- [Petunjuk Tugas]
1/ Tentukan apakah setiap pernyataan berikut sesuai dengan artikel tentang perencanaan pendidikan dasar. Jawab ya atau tidak, lalu kutip dengan tepat kata-kata artikel yang menentukan jawaban itu.
(a) Penyediaan fasilitas pendidikan hanya dapat dilakukan oleh pemerintah.
(b) Hasil dari menciptakan kondisi sekolah yang ideal langsung terlihat dalam lima-enam tahun ke depan.
(c) Sekolah yang bermutu dan sehat akan memicu gairah belajar anak.
2/ Salin ulang bagian artikel tentang perencanaan pendidikan dasar tanpa mengubah apa pun, mulai dari kata "Untuk meningkatkan akses" dan terus sampai kata "proses belajar mengajar.".
3/ Tulis bagian berikutnya dari artikel tentang perencanaan pendidikan dasar, dimulai sesudah kalimat terakhir yang tercantum.

Kamis, Juli 03, 2008

Pemanfaatan Teori Lokasi, Teori Pelayanan dan Teori Pendidikan Dalam Perencanaan Dikdas

Pemanfaatan Teori Lokasi, Teori Pelayanan dan Teori Pendidikan Dalam Perencanaan Dikdas
Latar Belakang

Penyediaan minimal fasilitas pendidikan yang diperlukan suatu kota harus dapat memenuhi kebutuhan penduduk sampai tingkat pendidikan menengah. Penyediaan fasilitas pendidikan tersebut selain disediakan oleh pemerintah juga dapat didukung oleh pihak swasta dalam bentuk yayasan pendidikan.
Untuk membangun manusia unggul harus berangkat dari filosofi pertumbuhan dan perkembangan manusia. Menata pendidikan mereka sejak dini merupakan sesuatu yang mutlak. Jika mutu pendidikan dasar (Dikdas) baik, apakah itu bangunannya, fasilitas belajar, maupun buku serta gurunya, maka baiklah selanjutnya. Sekolah yang bermutu dan sehat akan memicu gairah belajar anak. Mereka akan menganggap sekolah sebagai tempat yang menyenangkan. Sekolah dapat berubah menjadi wahana yang memikat bukan sebaliknya, membuat siswa tidak betah bahkan takut.
Menciptakan kondisi sekolah yang ideal seperti itu berarti kita sudah mulai membangun fondasi kokoh dalam pengembangan SDM. Memang, hasilnya tidak serta merta terlihat dalam lima-enam tahun kedepan. Tapi kita telah menciptakan generasi unggul karena hitungan investasi SDM akan kelihatan hasilnya pada generasi berikutnya. Pendidikan dasar (Dikdas) merupakan pondasi dalam menghasilkan Insan Indonesia Cerdas dan Kompetitif (Insan Kamil / Insan Paripurna)
Untuk meningkatkan akses dan pemerataan pelayanan pendidikan dasar yang bermutu dan terjangkau bagi semua penduduk, melalui pendidikan formal SD sampai SLTP atau bentuk pendidikan lain yang sederajad, perlu sebuah perencanaan spasial yang matang berkaitan dengan pembangunan lokasi sekolah yang aksessible, mudah dijangkau dan kondusif bagi terciptanya proses belajar mengajar.

Contoh pelabelan mask:
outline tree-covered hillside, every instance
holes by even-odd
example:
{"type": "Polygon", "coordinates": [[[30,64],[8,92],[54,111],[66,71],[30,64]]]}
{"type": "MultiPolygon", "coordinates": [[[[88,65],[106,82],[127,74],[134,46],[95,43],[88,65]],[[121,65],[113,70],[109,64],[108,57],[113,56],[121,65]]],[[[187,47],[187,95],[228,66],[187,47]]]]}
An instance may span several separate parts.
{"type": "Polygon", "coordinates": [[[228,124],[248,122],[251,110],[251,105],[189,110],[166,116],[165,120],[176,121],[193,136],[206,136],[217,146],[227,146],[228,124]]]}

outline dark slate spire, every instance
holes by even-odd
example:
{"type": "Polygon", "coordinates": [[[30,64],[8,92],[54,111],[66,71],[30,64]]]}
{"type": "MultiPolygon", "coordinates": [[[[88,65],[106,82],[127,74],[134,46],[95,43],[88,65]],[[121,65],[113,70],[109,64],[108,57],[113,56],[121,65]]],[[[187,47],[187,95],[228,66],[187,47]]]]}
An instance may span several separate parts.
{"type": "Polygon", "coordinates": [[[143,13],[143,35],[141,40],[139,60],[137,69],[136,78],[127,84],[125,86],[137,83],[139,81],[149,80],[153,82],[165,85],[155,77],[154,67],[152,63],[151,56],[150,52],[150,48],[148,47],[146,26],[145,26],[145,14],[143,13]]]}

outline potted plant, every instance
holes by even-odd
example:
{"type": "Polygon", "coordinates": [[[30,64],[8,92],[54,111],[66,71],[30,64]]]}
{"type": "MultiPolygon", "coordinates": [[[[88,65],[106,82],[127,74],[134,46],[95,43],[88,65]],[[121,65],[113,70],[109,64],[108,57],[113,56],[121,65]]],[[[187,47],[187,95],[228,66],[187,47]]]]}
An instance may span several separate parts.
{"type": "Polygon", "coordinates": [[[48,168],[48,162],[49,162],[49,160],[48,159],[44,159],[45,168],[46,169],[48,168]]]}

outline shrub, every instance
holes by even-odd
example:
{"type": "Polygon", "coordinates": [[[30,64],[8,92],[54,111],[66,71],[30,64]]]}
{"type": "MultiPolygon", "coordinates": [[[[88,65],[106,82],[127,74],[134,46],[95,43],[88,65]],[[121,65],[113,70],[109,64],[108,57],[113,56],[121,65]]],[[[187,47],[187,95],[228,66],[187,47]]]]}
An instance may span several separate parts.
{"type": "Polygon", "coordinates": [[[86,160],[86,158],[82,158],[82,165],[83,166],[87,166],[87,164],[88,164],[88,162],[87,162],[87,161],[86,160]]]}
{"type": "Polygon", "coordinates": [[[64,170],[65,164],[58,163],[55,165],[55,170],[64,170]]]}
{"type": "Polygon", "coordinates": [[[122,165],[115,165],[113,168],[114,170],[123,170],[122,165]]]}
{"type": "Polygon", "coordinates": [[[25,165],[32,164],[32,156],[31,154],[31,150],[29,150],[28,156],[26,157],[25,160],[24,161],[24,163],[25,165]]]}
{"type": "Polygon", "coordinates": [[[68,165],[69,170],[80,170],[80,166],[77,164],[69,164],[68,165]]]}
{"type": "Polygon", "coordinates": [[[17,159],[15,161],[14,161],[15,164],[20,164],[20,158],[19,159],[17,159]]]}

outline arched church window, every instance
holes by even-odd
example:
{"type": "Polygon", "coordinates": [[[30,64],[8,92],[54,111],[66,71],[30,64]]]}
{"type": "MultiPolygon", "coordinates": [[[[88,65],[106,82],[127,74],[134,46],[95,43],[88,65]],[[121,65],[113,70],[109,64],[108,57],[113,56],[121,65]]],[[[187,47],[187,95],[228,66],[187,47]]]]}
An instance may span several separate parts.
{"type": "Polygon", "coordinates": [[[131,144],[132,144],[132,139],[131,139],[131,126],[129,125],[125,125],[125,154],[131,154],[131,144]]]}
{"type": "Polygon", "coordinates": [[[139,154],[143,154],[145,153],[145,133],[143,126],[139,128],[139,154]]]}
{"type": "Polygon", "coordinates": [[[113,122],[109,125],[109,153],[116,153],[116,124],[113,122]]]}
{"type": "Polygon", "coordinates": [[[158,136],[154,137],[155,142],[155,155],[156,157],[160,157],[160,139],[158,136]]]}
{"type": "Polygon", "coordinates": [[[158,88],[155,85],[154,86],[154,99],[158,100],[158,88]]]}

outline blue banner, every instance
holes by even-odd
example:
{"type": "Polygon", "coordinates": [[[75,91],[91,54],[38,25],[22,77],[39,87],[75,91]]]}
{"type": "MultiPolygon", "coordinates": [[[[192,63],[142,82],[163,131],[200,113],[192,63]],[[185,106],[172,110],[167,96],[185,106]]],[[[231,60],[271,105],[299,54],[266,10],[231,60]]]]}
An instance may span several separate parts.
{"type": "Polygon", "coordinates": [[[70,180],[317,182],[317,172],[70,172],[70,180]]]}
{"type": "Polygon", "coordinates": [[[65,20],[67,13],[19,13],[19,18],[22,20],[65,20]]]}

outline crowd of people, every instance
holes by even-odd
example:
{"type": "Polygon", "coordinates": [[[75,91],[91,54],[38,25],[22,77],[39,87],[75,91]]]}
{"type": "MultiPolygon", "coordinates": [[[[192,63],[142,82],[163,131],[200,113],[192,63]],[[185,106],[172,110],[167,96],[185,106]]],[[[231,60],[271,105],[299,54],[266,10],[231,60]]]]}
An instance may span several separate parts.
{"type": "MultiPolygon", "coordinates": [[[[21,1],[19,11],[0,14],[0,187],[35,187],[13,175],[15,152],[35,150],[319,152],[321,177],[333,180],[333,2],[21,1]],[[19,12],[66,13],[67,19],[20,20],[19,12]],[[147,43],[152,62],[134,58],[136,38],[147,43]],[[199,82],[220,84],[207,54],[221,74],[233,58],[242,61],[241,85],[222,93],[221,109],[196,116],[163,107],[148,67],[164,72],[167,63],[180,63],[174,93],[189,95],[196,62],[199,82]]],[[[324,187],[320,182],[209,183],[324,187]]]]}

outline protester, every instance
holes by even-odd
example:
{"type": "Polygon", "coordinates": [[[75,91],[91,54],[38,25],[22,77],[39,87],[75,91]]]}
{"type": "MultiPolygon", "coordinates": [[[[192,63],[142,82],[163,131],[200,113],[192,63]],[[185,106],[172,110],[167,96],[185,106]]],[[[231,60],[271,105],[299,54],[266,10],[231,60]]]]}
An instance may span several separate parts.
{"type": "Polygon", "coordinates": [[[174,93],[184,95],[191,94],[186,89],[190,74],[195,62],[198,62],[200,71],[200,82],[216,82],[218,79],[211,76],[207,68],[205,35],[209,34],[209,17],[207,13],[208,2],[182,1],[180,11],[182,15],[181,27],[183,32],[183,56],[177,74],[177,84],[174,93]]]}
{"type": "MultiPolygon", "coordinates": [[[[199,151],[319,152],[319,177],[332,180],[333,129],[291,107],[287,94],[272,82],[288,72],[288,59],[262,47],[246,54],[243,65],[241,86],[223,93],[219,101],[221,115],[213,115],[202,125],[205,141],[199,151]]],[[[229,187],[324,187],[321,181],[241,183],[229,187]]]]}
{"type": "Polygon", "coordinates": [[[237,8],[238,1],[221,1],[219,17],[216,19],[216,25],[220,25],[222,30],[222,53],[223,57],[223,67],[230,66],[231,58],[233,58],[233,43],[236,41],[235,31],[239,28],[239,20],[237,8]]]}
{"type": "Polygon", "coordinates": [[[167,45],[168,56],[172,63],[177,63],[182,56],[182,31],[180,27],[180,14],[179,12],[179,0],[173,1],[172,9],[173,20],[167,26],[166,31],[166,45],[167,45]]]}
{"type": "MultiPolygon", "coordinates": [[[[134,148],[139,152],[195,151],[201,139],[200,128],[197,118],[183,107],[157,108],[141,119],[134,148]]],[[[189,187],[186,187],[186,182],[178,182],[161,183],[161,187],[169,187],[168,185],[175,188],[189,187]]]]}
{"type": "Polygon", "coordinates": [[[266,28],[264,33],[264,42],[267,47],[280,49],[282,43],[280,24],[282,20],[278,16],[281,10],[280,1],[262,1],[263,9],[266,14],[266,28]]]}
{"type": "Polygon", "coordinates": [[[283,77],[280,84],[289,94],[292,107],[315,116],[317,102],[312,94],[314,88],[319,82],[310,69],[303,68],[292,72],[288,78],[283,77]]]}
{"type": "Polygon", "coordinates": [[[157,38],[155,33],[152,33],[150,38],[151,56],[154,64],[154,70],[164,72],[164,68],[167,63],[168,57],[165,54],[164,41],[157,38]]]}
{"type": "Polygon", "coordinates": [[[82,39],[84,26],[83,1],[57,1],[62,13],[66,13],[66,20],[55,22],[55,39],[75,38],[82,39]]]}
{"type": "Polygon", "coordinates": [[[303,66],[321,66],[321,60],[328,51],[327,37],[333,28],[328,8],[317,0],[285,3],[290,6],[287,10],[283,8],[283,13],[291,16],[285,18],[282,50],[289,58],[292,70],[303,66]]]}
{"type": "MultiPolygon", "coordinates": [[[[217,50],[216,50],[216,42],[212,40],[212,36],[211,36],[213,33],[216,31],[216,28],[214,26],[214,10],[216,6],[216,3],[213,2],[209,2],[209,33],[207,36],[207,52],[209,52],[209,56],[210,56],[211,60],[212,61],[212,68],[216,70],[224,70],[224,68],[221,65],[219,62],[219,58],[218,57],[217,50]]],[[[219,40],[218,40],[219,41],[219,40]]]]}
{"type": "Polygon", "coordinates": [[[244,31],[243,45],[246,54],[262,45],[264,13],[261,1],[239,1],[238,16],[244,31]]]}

- [Jawaban Tiap Tugas]
1/
(a) Tidak: "Penyediaan fasilitas pendidikan tersebut selain disediakan oleh pemerintah juga dapat didukung oleh pihak swasta dalam bentuk yayasan pendidikan."
(b) Tidak: "Memang, hasilnya tidak serta merta terlihat dalam lima-enam tahun kedepan."
(c) Ya: "Sekolah yang bermutu dan sehat akan memicu gairah belajar anak."

2/
Untuk meningkatkan akses dan pemerataan pelayanan pendidikan dasar yang bermutu dan terjangkau bagi semua penduduk, melalui pendidikan formal SD sampai SLTP atau bentuk pendidikan lain yang sederajad, perlu sebuah perencanaan spasial yang matang berkaitan dengan pembangunan lokasi sekolah yang aksessible, mudah dijangkau dan kondusif bagi terciptanya proses belajar mengajar.

3/
Permasalahan

Permasalahan yang timbul dalam penyediaan DIKDAS menyangkut akses mendapatkan pendidikan yang berkaitan dengan tingkat pelayanan sekolah yang belum bisa merata di berbagai daerah, sehingga menimbulkan banyaknya anak putus sekolah terutama di daerah–daerah tertinggal. Pemerintah pusat melalui Peraturan Menteri Pendidikan Nasional No. 24 Tahun 2007 tentang standar sarana prasarana minimum sekolah berusaha melakukan pemerataan dan peningkatan mutu pendidikan agar semua warga Indonesia bisa menikmati pendidikan dasar. Akan tetapi tidak semua daerah bisa memenuhi standar minimal tersebut. Beberapa sekolah yang ada di perkotaan sudah melebihi kapasitas daya tampung siswanya, sedangkan banyak sekolah dasar di desa terpencil yang hampir tidak ada siswanya.
Ini sebuah masalah pendidikan yang tidak bisa diselsaikan hanya dengan perencanaan manajemen tetapi juga menyangkut spasial wilayah yang harus dicarikan solusinya secara bersama.


Pembahasan
Untuk menurunkan angka putus sekolah terutama di daerah pedesaan maka fasilitas pendidikan, program perluasan dan akses pendidikan perlu adanya suatu pengembangan model layanan alternatif pendidikan untuk menampung siswa di daerah tersebut. Berdasarkan pengalaman penyusun sebagai tim Pemetaan Sekolah tahun 2006, bisa diambil gambaran ; Luas wilayah kecamatan Sungailiat sekitar 27, 50 km2, sedangkan sebaran sekolah/madrasah, khususnya Dikdas (SD, SLTP) berada di wilayah yang sebagian besar berhimpitan lokasinya dengan cakupan luas sekitar 5,90 km2. Sehingga masih terdapat sejumlah wilayah yang kurang mendapatkan pelayanan secara optimal berdasarkan kriteria penempatan sekolah di kecamatan Sungailiat Ibukota KabupatenBangka.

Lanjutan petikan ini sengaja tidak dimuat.